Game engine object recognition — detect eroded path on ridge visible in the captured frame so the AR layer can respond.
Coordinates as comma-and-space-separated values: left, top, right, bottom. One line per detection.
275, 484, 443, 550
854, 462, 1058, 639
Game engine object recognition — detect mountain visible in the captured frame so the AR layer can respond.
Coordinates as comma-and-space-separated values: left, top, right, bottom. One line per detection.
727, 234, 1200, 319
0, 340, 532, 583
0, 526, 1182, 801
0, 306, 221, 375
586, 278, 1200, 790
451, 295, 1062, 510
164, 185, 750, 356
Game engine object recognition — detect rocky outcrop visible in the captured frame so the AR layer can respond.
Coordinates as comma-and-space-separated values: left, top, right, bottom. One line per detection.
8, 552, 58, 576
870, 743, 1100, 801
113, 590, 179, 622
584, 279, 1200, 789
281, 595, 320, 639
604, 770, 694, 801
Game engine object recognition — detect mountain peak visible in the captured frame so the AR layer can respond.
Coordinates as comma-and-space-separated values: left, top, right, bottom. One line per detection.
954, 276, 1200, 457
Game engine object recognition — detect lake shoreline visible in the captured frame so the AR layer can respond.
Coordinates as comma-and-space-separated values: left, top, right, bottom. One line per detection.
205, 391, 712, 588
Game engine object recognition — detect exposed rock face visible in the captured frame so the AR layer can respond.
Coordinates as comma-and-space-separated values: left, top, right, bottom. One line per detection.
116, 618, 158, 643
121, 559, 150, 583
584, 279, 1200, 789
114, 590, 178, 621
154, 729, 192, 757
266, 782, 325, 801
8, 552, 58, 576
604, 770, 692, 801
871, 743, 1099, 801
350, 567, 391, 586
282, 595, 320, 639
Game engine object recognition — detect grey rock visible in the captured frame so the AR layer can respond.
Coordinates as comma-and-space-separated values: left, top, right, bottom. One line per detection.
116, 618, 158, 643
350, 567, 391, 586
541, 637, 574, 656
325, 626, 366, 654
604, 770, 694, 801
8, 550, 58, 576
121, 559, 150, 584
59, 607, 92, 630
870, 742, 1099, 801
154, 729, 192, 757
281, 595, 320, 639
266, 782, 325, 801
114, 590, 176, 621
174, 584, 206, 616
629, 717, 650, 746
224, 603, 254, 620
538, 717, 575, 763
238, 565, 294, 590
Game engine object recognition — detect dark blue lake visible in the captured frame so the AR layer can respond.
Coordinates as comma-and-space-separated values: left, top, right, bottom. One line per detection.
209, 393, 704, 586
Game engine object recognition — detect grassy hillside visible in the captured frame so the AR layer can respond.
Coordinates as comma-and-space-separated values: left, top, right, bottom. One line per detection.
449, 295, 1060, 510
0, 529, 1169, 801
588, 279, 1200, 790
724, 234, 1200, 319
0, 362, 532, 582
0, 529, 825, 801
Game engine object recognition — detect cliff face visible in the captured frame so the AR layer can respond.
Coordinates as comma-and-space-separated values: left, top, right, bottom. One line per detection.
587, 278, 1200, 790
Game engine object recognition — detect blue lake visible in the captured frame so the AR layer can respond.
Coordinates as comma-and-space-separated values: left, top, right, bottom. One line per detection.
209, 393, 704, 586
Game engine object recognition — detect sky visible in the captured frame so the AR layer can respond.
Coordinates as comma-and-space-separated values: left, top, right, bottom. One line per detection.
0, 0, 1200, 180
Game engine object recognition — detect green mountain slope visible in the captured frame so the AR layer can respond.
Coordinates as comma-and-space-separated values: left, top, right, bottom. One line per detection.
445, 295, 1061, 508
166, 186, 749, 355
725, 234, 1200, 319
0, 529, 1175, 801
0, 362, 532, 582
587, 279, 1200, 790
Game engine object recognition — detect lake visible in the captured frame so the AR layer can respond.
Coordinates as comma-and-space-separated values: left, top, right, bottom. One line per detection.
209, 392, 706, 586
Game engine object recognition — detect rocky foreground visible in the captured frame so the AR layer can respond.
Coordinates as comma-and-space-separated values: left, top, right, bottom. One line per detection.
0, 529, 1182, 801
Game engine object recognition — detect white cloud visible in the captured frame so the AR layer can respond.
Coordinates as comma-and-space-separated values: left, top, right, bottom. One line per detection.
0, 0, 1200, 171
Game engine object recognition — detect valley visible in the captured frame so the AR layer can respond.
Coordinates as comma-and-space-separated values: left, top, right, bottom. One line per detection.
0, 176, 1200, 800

**Task prompt:**
Render everything in the data from the line containing "Game engine object recognition — detect mountain peak" down to the line containing "238, 565, 294, 590" as a Markdown table with the columns Row and Line. Put a running number in Row and leave out blank lines.

**Full response:**
| Row | Line |
|---|---|
| 1 | Game engine object recognition — detect mountain peak visible in the captured frame so the AR layer can respond. |
| 2 | Coordinates as comma-and-space-separated values: left, top, right, bottom. One line per detection. |
| 3 | 954, 276, 1200, 457 |
| 4 | Game engine object recognition — detect lake shoreline visible in the captured frame so the AR layer can respond. |
| 5 | Coordinates as comma-and-space-separated values: left, top, right, bottom. One line per detection. |
| 6 | 205, 391, 712, 588 |
| 7 | Game engine object recognition — detect exposed rock face visible in the captured frame so the AR layer can respond. |
| 8 | Coordinates as comma-and-space-separated values: left, top, right, bottom. One line per detection. |
| 9 | 116, 618, 158, 643 |
| 10 | 121, 559, 150, 583 |
| 11 | 584, 279, 1200, 789 |
| 12 | 114, 590, 178, 621 |
| 13 | 154, 729, 192, 757 |
| 14 | 266, 782, 325, 801 |
| 15 | 8, 552, 58, 576 |
| 16 | 604, 770, 692, 801 |
| 17 | 871, 743, 1099, 801 |
| 18 | 350, 567, 391, 586 |
| 19 | 282, 595, 320, 639 |
| 20 | Game engine object recognition — detect grey rock visible in the captured frame so the AR layer can respond. |
| 21 | Coordinates as comma-and-space-separated values: left, top, right, bottom. One line per detection. |
| 22 | 116, 618, 158, 643 |
| 23 | 350, 567, 391, 586 |
| 24 | 541, 637, 574, 656 |
| 25 | 325, 626, 366, 654 |
| 26 | 604, 770, 694, 801 |
| 27 | 8, 550, 58, 576 |
| 28 | 121, 559, 150, 584 |
| 29 | 59, 607, 92, 630 |
| 30 | 870, 742, 1099, 801 |
| 31 | 154, 729, 192, 757 |
| 32 | 281, 595, 320, 639 |
| 33 | 266, 782, 325, 801 |
| 34 | 114, 590, 176, 621 |
| 35 | 174, 584, 206, 616 |
| 36 | 629, 717, 650, 746 |
| 37 | 224, 603, 254, 620 |
| 38 | 538, 717, 575, 763 |
| 39 | 238, 565, 294, 590 |